Exercise directions = Find each line in the items below that contains the word "instance", and copy those lines.

Records for the task =
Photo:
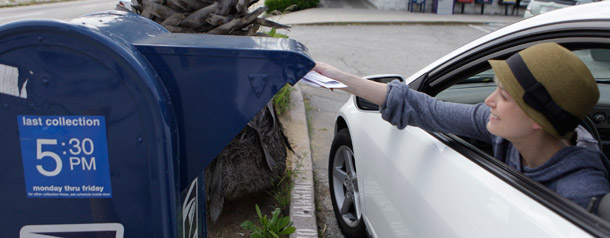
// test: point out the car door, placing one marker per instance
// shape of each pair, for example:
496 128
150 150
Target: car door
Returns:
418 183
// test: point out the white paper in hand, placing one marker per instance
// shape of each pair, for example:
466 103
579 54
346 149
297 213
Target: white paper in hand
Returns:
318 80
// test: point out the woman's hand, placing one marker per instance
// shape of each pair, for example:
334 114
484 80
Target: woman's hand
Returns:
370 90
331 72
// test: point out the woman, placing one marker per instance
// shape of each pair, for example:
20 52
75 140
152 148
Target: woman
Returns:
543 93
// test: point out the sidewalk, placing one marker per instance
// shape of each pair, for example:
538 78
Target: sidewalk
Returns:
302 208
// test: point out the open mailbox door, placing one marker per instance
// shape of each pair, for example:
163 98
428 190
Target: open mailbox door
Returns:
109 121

==

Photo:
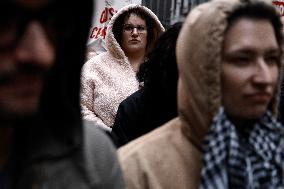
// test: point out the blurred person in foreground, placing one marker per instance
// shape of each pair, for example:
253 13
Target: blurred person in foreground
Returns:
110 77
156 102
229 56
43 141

Answer in full =
// test: point out the car door, placing one marker per instance
// test: point out the white paper in hand, placing one marker per instance
// test: point out the woman's hand, placing one marker per instance
// test: point out the woman, placing one marker per instance
// test: point out the sidewalk, placing one marker per instance
// test: point out the open mailbox door, placing one marker per instance
// test: point out the blurred person in foreground, placing one marker per instance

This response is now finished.